— Begin Text —
Saturday, March 12, 2011

Idiocy in Action Movies

Excuse me, but I need to rant for a bit.

I saw "The Transporter" in the cinema on a recommendation. And it all started rather well. We were introduced to Frank. He's a somewhat amoral mercenary driver. Oh, and he has a quirk: there are some rules that he won't ever break. Cute.

So, of course, on his next assignment, he breaks one of the rules, and looks inside "the package". And it's a cute girl. Okay, I think I see where we're going with this, but carry on...

Okay, he delivers the package. Oh, and there's the sudden but inevitable betrayal. Shocking! So, of course, he's going to go back and get the girl. But of course, because there are so many more of them, and he no longer has a car, he'll need to use a cunning plan to go get her...

Ah, no. He's just gone and kicked in the door.

And that was the point where the film lost any connection to reality. Simply put, beyond that point it didn't matter what they did, it just could not ever make sense.

This is akin to the "nuclear fridge" incident in "Indiana Jones and the Kingdom of the Crystal Skull", John McClaine vs the Fighter in "Die Hard 4.0", or Pierce Brosnan's complete inability to sing. It doesn't matter what qualities the rest of the film has, it cannot get past that one thing.

Of course, the sequels to "The Transporter" and also the "Crank" films don't even pretend to make sense - they're stupid from the outset. People seem to view them as extreme action films, but they're really not. They're ballet, only with explosions and a CGI budget. I would say that they're a parody of action movies, but the people making them always seem to utterly humourless when talking about them. That, and they're not funny.
— End Text —
Written exercise:
Answer the following questions about the post on action movies:
(a) How does the post describe Frank's line of work?
(b) What does Frank find when he looks inside "the package"?
(c) What does the post say the sequels to "The Transporter" and the "Crank" films really are?
— Begin Entries shown —
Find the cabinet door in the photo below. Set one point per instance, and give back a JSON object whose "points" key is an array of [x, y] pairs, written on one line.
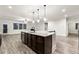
{"points": [[40, 44], [0, 40], [34, 42], [25, 38], [29, 40]]}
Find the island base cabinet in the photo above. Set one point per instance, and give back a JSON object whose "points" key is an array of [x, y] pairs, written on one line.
{"points": [[29, 40], [34, 42], [0, 40]]}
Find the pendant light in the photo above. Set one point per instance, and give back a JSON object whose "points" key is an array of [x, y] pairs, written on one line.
{"points": [[45, 14], [33, 18], [38, 16]]}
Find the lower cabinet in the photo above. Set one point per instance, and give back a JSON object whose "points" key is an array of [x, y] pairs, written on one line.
{"points": [[33, 42], [0, 40], [39, 44], [29, 39]]}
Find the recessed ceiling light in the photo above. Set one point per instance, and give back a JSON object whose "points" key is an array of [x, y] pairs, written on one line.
{"points": [[63, 10], [10, 7]]}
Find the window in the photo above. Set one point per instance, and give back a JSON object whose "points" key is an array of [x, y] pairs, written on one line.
{"points": [[20, 26], [24, 26], [15, 26]]}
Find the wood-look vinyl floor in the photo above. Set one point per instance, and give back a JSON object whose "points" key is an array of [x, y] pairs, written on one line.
{"points": [[11, 44]]}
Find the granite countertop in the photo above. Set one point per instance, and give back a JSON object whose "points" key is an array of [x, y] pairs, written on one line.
{"points": [[40, 33]]}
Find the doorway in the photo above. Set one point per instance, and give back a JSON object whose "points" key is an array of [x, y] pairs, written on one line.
{"points": [[5, 29]]}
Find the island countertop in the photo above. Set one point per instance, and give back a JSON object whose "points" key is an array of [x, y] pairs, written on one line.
{"points": [[40, 33]]}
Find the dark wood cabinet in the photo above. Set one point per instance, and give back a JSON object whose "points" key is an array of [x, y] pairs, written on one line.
{"points": [[24, 37], [39, 44]]}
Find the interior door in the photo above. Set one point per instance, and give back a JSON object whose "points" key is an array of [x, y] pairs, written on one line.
{"points": [[5, 28]]}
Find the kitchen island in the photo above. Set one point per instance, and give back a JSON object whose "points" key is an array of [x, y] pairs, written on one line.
{"points": [[40, 41]]}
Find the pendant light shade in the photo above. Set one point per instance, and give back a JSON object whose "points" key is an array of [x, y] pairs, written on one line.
{"points": [[44, 14], [38, 20]]}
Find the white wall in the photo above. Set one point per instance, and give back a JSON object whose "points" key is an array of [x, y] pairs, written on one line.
{"points": [[10, 26], [71, 25]]}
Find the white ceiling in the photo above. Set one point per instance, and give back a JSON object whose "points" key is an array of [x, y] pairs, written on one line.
{"points": [[53, 12]]}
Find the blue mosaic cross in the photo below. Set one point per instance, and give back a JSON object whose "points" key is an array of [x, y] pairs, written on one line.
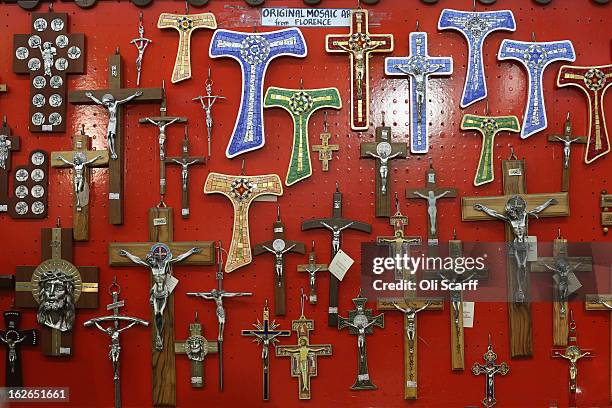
{"points": [[475, 27], [535, 56], [253, 51], [419, 66]]}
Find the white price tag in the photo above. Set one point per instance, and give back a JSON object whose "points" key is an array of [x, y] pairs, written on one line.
{"points": [[340, 264]]}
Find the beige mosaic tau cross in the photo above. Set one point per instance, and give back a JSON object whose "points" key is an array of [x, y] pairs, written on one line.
{"points": [[242, 191]]}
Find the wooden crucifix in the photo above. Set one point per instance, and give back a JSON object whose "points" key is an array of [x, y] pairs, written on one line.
{"points": [[336, 224], [80, 159], [49, 54], [359, 44], [278, 247], [196, 348], [514, 208], [113, 100], [567, 139], [312, 267], [162, 121], [185, 24], [184, 160], [432, 193], [159, 255], [325, 150], [383, 150], [13, 338], [56, 288], [563, 267]]}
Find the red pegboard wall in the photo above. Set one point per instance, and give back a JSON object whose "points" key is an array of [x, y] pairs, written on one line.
{"points": [[539, 381]]}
— End Entries shown —
Answer to the task:
(a) He is a somewhat amoral mercenary driver.
(b) A cute girl.
(c) Ballet, only with explosions and a CGI budget.